◆ EXTRACT ◆
Yes, we are sceptics and that is why I chose the little "a" form. I believe you suggested it. Let's use sceptics to distance our selves from the -isms. We are born sceptical. I agree there is a big differnce in the sceptism of the value of organized religion and the anti-religious zeal of Atheists. That to me is becoming a cult, with all the bullying, etc that goes with it. That cult will claim all the wrongs of history are to be blamed on Religion. If the freedom of Religion was not guarnteed I'd fear a secular govt where religion was outlawed in the name of FACT.


----------



## kpmarine (Jun 8, 2012)

Doer said:


> Yes, we are sceptics and that is why I chose the little "a" form. I believe you suggested it. Let's use sceptics to distance our selves from the -isms. We are born sceptical. I agree there is a big differnce in the sceptism of the value of organized religion and the anti-religious zeal of Atheists. That to me is becoming a cult, with all the bullying, etc that goes with it. That cult will claim all the wrongs of history are to be blamed on Religion. If the freedom of Religion was not guarnteed I'd fear a secular govt where religion was outlawed in the name of FACT.


If freedom of religion was not guaranteed, I'd be more afraid of a state church.


----------



## Doer (Jun 8, 2012)

◆ RAW DATA ◆
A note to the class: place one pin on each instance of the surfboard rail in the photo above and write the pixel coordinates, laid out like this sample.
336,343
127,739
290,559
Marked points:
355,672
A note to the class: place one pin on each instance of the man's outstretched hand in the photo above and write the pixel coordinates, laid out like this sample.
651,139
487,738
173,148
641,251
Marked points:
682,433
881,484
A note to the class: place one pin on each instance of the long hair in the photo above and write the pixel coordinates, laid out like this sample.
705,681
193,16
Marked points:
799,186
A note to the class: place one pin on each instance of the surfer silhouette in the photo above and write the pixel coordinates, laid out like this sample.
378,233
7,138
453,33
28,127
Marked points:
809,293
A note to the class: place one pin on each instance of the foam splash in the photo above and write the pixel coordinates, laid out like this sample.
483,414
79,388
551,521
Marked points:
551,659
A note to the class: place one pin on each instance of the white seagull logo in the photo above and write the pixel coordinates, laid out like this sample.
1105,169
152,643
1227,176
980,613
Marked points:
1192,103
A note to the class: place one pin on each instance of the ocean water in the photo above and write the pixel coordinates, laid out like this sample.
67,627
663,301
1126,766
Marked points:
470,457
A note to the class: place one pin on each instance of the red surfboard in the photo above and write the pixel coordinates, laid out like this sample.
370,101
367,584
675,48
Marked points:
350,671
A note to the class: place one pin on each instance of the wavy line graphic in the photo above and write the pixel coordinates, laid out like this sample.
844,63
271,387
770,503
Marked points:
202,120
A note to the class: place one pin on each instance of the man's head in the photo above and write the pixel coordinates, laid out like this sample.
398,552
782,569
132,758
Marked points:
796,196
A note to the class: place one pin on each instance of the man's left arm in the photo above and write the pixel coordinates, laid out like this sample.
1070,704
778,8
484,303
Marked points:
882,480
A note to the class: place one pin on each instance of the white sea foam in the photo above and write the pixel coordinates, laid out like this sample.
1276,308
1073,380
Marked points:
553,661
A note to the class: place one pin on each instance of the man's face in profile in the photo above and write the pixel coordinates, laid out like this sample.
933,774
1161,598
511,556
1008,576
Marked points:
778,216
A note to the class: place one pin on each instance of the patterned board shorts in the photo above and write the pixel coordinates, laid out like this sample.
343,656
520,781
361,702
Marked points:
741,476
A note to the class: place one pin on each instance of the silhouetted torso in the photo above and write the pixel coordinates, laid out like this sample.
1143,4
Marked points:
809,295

◆ EXERCISE AIM ◆
From the forum thread on skepticism and religion above, extract the passage starting at "## kpmarine (Jun" and ending at "a state church.", copied word for word.

◆ EXERCISE RESPONSE ◆
## kpmarine (Jun 8, 2012)

Doer said:


> Yes, we are sceptics and that is why I chose the little "a" form. I believe you suggested it. Let's use sceptics to distance our selves from the -isms. We are born sceptical. I agree there is a big differnce in the sceptism of the value of organized religion and the anti-religious zeal of Atheists. That to me is becoming a cult, with all the bullying, etc that goes with it. That cult will claim all the wrongs of history are to be blamed on Religion. If the freedom of Religion was not guarnteed I'd fear a secular govt where religion was outlawed in the name of FACT.


If freedom of religion was not guaranteed, I'd be more afraid of a state church.